• INSTRUCTIONS:
a. List every number greater than 100 in the Fibonacci sequence given in the article on Fibonacci numbers and the Golden Ratio.
b. According to the article on Fibonacci numbers and the Golden Ratio, what value does the ratio of a Fibonacci number to the one before it approach as the sequence grows?
c. Write the next part of the article on Fibonacci numbers and the Golden Ratio, starting after its last sentence.

• SOURCE:

## Plants Do Not Know Mathematics

As per science, the universe was born with the Big Bang. Religions argue that everything was created by an almighty God. Amidst the scientific theories and religious beliefs, our conscious mind wanders aloof in search of truth. Where do we come from? Where are we going? Nobody knows. The only reality in front of us is the Mother Nature. We are infants of the infinite nature, swaddled with love and affection. Nature beckons us to its lap, feeds us, and lullabies us with soothing song. We enjoy nature but seldom think deep about it. Take some relaxed moments and look deeply into the nature. It will reveal the mysteries of Mathematics. Mathematics is everywhere in nature and it is beautiful. Sometimes we will wonder if the creator was a Mathematical genius. He might have manifested his mathematical ideas and spread them in the nature to provide us a spectacular feast. Among the myriads of mathematical wonders, the **Fibonacci Numbers** and the **Golden Ratio** have fascinated me the most.

### Fibonacci Numbers

Fibonacci numbers consist of a sequence of numbers in which each number is the sum of the two preceding numbers. The order of Fibonacci sequence is as follows:

1, 1, 2, 3, 5, 8, 13, 21, 34, 55, 89, 144, 233, 377, ………… and so on up to infinity.

If you calculate the ratio of any number to its preceding number, as the sequence increases, you will always get a constant number that will be closer to **1.618**; and this number is known as the **Golden Ratio**, which is a magic number that has enthralled scientists and mathematicians for thousands of years. With its presence in everywhere, Fibonacci numbers are considered as Nature’s Numbering System.

• RECORDED DATA:
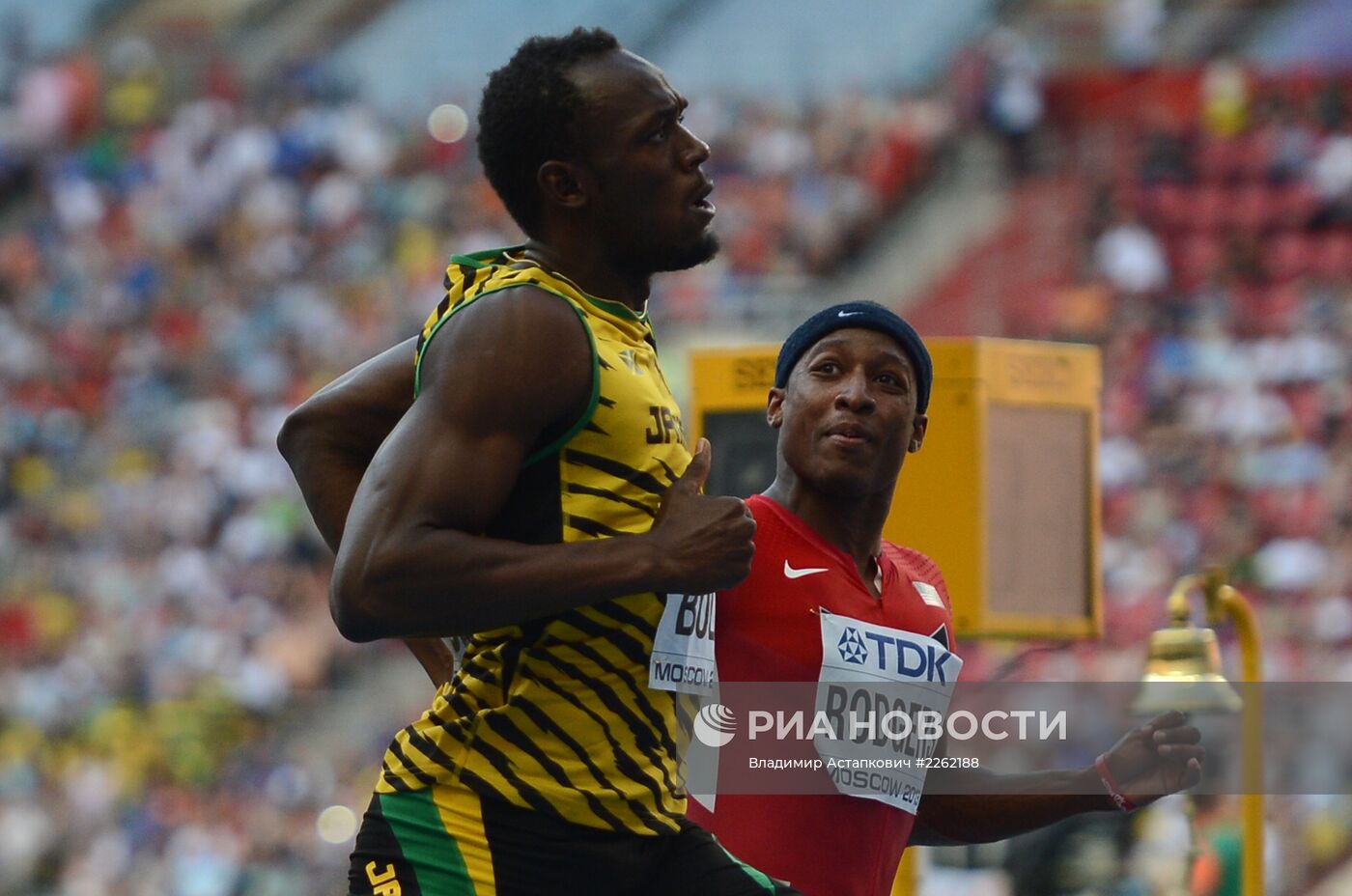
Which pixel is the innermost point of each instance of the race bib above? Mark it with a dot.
(885, 692)
(683, 649)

• SET OF ANSWERS:
a. 144, 233, 377

b. It approaches 1.618, the number known as the Golden Ratio.

c.
### Origin of Fibonacci Numbers

The great Italian Mathematician Leonardo Pisano, who called himself as Fibonacci (meaning “son of Bonacci”), was involved in a deep thought to find the answer to a question: how many pairs of rabbits can be produced from a single pair of rabbits in one year, under some specific conditions? The conditions insist that the female rabbits give birth to pairs consisting one male and female; and rabbits cannot reproduce until they are at least one month old. The fascination of a medieval man with his rabbits resulted in a sequence of numbers, known as **Fibonacci Numbers** that reveal surprising patterns displayed in the nature. Fibonacci numbers first appeared in his book *Liber Abbaci* (Book of Abacus) in 1202. It was the reference book of the Western world, from which they learned the fundamentals of Mathematics such as addition, subtraction, multiplication and division.

### Fibonacci Numbers in Nature

Fibonacci sequence is displayed everywhere in nature in some naturally occurring patterns, including arrangement of leaves in plants, petals in flowers, branching of tree, scales of pineapple, spirals of sunflower and pine cone, family tree of honeybees and many more.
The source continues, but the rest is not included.